▼

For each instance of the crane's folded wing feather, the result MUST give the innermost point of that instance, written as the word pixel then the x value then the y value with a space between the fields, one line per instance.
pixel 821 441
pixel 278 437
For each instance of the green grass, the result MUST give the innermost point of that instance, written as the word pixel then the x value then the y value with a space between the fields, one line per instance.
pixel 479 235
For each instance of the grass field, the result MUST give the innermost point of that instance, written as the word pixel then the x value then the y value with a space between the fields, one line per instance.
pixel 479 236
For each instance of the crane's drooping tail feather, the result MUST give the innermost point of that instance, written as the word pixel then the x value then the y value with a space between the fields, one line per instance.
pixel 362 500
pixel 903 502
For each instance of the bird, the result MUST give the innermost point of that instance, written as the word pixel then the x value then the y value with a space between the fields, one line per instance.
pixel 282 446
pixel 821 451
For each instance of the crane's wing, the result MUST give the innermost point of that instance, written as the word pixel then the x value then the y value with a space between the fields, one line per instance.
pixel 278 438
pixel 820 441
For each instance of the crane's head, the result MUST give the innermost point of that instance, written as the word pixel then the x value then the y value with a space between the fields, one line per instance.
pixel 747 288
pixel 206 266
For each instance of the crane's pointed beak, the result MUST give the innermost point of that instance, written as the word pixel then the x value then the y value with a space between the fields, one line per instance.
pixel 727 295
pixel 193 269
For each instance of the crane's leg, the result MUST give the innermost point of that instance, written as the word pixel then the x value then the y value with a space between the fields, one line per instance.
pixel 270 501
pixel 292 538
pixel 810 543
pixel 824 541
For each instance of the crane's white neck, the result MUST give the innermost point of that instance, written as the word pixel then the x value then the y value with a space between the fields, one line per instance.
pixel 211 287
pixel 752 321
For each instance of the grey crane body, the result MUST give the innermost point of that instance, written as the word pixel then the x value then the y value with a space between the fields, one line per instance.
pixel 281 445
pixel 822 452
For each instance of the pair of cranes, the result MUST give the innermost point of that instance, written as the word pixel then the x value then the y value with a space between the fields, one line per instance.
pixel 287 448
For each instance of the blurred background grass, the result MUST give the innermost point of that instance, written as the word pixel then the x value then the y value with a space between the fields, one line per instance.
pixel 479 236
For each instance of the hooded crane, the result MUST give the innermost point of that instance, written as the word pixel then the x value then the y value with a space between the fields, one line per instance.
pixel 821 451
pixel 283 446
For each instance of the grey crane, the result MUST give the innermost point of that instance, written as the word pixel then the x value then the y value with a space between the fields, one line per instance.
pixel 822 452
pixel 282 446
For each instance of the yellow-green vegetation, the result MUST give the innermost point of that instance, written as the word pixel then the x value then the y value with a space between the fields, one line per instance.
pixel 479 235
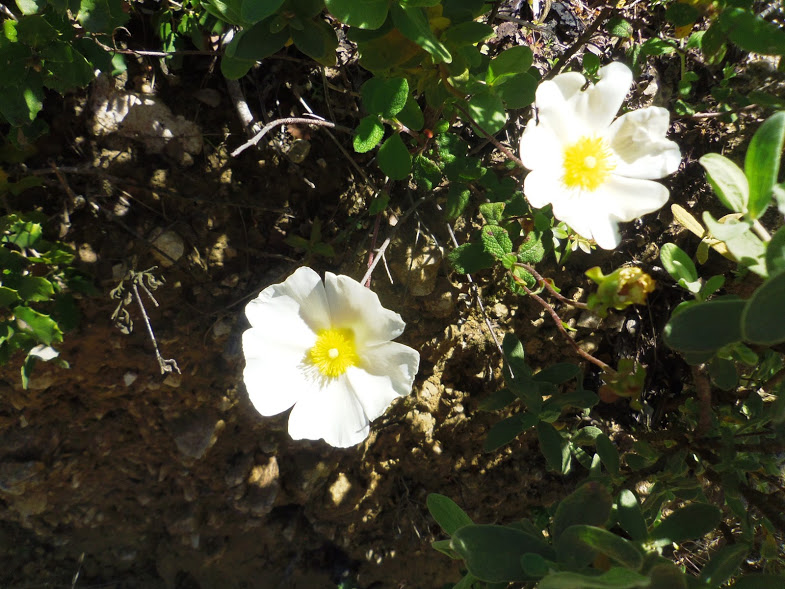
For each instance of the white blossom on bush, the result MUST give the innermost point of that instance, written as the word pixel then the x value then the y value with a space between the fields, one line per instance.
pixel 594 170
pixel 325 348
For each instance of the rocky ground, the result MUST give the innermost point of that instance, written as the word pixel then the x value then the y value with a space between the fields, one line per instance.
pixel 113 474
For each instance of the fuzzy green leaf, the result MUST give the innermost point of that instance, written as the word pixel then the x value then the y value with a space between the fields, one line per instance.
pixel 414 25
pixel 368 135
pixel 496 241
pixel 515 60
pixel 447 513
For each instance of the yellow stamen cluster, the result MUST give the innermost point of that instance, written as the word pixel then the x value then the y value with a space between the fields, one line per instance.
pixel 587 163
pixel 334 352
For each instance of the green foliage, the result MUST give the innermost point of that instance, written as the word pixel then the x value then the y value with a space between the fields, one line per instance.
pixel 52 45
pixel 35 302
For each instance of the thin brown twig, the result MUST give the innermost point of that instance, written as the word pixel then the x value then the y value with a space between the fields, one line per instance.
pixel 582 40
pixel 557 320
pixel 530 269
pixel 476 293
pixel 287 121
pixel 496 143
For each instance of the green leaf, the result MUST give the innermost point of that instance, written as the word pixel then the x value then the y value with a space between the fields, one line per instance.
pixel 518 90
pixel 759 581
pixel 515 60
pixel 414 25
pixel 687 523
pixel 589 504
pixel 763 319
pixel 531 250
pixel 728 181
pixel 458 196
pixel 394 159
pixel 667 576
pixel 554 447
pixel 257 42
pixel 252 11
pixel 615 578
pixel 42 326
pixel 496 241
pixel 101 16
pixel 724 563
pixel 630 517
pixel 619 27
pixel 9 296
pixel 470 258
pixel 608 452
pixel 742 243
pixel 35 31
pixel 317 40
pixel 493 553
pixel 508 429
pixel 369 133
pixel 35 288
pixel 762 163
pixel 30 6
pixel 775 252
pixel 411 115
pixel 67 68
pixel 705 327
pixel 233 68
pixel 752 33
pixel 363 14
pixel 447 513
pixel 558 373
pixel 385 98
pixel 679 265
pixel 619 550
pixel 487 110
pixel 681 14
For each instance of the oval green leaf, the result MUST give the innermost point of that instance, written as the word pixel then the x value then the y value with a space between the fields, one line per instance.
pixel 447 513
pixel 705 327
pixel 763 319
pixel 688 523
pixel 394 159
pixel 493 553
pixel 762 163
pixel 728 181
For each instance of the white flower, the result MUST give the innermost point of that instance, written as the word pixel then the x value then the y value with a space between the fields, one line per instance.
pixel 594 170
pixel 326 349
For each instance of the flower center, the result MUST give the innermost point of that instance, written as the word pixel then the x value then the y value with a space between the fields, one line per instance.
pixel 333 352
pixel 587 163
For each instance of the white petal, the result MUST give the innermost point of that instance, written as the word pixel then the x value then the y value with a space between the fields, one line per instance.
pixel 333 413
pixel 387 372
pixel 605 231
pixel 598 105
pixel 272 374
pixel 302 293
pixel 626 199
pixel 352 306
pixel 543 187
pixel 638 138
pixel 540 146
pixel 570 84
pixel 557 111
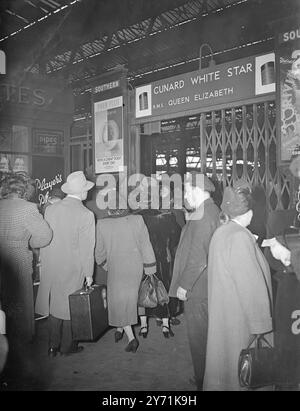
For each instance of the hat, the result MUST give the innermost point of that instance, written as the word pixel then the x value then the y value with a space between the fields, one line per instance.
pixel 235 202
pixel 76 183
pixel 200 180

▲
▼

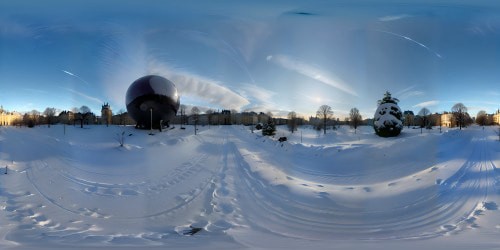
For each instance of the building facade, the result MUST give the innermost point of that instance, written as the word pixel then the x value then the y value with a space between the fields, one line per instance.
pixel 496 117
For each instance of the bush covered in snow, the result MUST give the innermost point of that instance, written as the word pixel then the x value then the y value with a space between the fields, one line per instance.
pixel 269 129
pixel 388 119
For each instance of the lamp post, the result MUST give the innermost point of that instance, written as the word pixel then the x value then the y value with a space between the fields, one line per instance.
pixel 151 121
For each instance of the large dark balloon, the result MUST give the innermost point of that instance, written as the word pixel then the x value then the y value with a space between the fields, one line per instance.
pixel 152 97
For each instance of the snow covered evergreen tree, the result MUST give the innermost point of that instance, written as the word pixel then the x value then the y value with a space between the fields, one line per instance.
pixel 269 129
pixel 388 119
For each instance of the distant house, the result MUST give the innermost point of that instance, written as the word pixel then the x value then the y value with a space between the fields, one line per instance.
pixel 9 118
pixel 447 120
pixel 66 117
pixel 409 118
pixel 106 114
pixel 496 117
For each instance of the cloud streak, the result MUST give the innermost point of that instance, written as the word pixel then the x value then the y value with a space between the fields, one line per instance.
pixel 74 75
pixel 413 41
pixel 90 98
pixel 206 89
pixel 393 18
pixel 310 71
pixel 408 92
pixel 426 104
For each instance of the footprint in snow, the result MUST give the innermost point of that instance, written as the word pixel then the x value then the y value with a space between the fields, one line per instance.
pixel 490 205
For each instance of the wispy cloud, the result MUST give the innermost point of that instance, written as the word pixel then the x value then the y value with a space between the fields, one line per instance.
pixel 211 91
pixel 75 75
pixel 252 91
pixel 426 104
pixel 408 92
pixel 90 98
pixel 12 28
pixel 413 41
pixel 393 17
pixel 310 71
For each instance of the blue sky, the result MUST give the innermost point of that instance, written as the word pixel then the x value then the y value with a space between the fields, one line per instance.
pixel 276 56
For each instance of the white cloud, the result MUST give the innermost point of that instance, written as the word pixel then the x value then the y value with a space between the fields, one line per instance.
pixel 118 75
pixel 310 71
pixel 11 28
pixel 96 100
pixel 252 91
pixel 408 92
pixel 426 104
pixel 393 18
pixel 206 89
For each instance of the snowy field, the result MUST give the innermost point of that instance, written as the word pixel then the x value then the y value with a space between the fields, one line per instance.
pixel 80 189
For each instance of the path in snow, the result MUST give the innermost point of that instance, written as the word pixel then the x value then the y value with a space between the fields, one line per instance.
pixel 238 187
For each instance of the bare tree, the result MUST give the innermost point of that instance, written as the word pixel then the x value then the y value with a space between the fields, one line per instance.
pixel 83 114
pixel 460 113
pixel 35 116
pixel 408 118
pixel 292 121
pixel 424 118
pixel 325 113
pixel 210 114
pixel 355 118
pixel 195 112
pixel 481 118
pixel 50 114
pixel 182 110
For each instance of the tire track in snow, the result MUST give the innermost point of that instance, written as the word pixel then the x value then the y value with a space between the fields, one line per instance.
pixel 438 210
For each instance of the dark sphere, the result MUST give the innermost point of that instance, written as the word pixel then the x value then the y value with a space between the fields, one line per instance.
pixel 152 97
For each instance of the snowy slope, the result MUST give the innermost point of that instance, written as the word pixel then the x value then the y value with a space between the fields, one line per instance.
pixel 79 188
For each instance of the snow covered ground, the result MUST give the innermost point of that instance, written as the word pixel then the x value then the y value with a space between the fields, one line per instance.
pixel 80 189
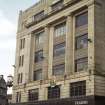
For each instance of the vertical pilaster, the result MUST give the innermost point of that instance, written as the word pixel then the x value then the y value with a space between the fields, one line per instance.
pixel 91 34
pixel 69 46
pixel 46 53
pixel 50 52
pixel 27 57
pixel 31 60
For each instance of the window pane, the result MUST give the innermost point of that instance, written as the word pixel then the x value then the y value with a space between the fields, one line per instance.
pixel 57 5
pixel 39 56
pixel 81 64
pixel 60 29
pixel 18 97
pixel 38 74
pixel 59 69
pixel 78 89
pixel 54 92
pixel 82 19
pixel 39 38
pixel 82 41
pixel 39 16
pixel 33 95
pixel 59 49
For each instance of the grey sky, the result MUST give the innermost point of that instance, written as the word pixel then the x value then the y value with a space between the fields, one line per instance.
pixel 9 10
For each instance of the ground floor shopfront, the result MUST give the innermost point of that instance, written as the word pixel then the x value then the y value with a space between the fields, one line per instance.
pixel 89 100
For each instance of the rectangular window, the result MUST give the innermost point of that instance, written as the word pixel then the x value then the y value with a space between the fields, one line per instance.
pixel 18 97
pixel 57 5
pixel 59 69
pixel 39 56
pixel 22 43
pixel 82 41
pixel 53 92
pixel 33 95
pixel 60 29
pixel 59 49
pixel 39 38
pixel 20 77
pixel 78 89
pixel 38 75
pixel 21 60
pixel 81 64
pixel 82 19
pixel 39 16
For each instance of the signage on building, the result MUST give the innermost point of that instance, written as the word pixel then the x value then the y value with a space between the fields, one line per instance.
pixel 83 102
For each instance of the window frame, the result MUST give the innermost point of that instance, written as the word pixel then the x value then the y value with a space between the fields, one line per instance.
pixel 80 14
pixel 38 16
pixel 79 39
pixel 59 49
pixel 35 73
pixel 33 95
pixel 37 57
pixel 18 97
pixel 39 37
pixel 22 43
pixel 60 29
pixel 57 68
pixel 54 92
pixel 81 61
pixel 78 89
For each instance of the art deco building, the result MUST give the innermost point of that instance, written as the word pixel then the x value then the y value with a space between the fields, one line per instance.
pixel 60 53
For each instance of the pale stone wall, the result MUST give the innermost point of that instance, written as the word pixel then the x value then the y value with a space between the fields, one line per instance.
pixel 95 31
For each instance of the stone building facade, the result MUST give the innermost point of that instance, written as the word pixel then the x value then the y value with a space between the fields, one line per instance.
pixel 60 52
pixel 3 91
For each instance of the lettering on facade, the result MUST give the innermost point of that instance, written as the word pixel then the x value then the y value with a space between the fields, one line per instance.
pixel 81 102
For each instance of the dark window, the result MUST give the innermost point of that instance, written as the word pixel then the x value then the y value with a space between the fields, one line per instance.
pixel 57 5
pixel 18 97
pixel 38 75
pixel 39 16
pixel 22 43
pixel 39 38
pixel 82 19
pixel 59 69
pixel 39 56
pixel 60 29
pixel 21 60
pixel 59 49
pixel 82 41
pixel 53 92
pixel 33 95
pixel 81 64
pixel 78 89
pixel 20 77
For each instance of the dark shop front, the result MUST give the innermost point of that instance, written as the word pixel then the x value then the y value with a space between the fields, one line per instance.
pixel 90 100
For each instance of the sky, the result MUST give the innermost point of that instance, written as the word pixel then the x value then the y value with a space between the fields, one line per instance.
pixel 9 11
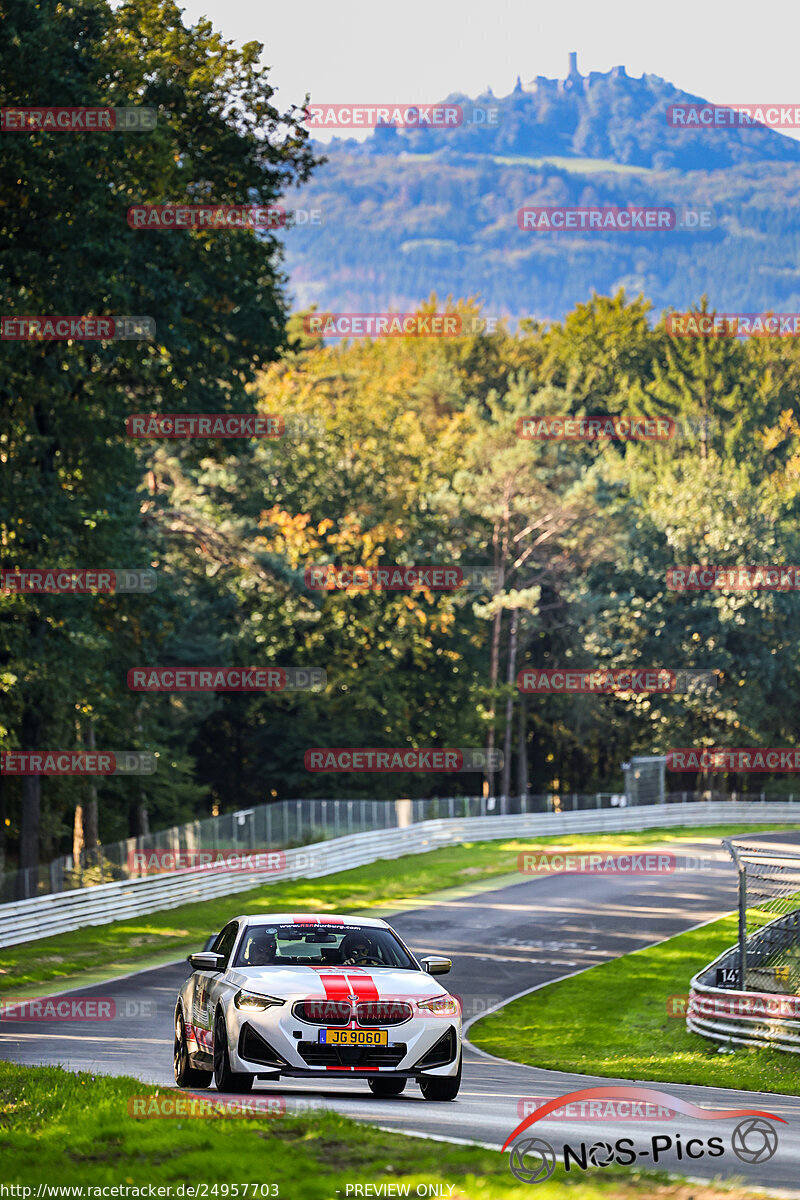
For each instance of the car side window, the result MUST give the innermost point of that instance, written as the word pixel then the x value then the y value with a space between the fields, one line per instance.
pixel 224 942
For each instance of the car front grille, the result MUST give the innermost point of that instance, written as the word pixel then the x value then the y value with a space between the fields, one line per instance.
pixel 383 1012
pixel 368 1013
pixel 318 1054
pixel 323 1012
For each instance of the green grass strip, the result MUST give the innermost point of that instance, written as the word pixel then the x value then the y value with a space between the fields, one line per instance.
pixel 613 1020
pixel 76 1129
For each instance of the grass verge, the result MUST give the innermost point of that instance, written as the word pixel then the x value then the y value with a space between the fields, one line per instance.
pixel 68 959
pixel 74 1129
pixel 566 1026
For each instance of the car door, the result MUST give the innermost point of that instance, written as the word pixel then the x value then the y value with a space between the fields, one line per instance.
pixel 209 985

▲

■ **Short exercise**
Could you pull out every row above, from the one containing "For each instance of the bird, the" down to the one containing "pixel 206 266", with both of those rows included, and reproduce them verbatim?

■ **Result**
For each instance of the bird, the result MUST give the innermost point of that instance, written as the word pixel then the x value then the y value with a space between the fields, one line per instance.
pixel 282 446
pixel 821 451
For each instance of the crane's wing, the result MUST give the innermost point of that instance, written as the word pixel then the x value then the y value with a space between the fields, one line per instance.
pixel 278 438
pixel 820 441
For each instance of the crane's head, the result MUST give the innermost point of that instance, written as the word pixel then the x value then the y value with a space between the fields, one line per instance.
pixel 747 288
pixel 206 266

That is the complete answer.